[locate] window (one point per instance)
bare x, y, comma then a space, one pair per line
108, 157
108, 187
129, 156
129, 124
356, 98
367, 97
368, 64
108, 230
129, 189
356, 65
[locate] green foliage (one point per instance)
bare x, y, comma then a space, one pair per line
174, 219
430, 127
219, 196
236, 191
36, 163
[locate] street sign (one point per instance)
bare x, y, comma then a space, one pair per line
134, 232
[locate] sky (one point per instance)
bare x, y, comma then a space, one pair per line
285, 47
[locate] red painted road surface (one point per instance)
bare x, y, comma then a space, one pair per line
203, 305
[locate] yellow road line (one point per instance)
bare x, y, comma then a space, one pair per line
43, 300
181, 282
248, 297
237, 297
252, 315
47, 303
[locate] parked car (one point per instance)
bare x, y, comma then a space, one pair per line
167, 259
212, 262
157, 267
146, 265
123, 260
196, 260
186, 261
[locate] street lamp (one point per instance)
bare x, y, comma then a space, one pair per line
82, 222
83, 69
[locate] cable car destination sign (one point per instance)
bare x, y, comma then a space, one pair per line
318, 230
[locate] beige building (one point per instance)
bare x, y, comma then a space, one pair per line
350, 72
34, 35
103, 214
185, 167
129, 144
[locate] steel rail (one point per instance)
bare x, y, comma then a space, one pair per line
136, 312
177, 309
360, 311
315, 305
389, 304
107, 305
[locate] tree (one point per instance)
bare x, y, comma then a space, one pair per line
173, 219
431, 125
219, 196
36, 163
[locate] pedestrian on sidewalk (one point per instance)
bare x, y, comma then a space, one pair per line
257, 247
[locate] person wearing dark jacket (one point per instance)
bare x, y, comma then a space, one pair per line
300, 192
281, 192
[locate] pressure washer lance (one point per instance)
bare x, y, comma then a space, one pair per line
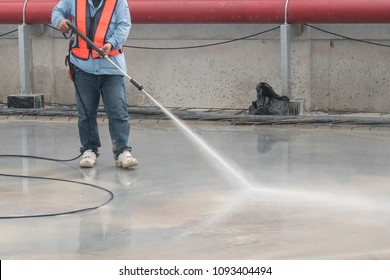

* * *

Copy every row above verbatim, line for line, and leave out the pictures.

# [RESULT]
[locate] window (one point per instance)
bare x, y, comma then a space, one pair per line
108, 157
108, 187
129, 156
129, 124
356, 98
367, 97
368, 64
108, 230
129, 189
356, 65
[locate] green foliage (one point per instance)
bare x, y, comma then a space, one pair per line
174, 219
430, 127
219, 196
236, 191
36, 163
[locate] street sign (one point per instance)
bare x, y, comma then a space, one pair per line
134, 232
[locate] sky (one point per instance)
bare x, y, comma then a space, one pair per line
285, 47
[locate] red painted road surface (one point per instance)
bare x, y, comma then a space, one pair per line
203, 305
[locate] yellow road line (one point per instance)
bare x, y, comma then a space, one pair per line
43, 300
181, 282
248, 297
237, 297
252, 315
47, 303
[locate] parked car (one point per instance)
bare x, y, comma then a space, one pair per line
167, 259
212, 262
157, 267
146, 265
123, 260
196, 260
186, 261
[locate] street lamp (one point per instance)
bare x, y, comma then a space, one pair per line
82, 222
83, 69
[locate] cable car destination sign (one point per instance)
bare x, y, comma then a space, one pair per line
318, 230
[locate] beige building (one point per instance)
bare x, y, comma then a space, one pair per line
350, 72
34, 35
103, 214
185, 167
129, 144
[locate] steel rail (one point per instance)
bare x, y, comma then a space, one pair per line
136, 312
177, 309
360, 311
315, 305
389, 304
107, 305
[locate] tree (one point per instance)
bare x, y, comma then a space, one pair per line
173, 219
431, 125
219, 196
36, 163
[locate] pedestrian on sidewalk (one point per instance)
bare x, y, comma then a space, one pair per line
257, 247
[locate] person wearing dark jacket (one point per instance)
bare x, y, comma then a space, one pair per line
300, 192
281, 192
[locate] pressure washer lance (one point per instance)
bare x, y, comma then a space, one pair per line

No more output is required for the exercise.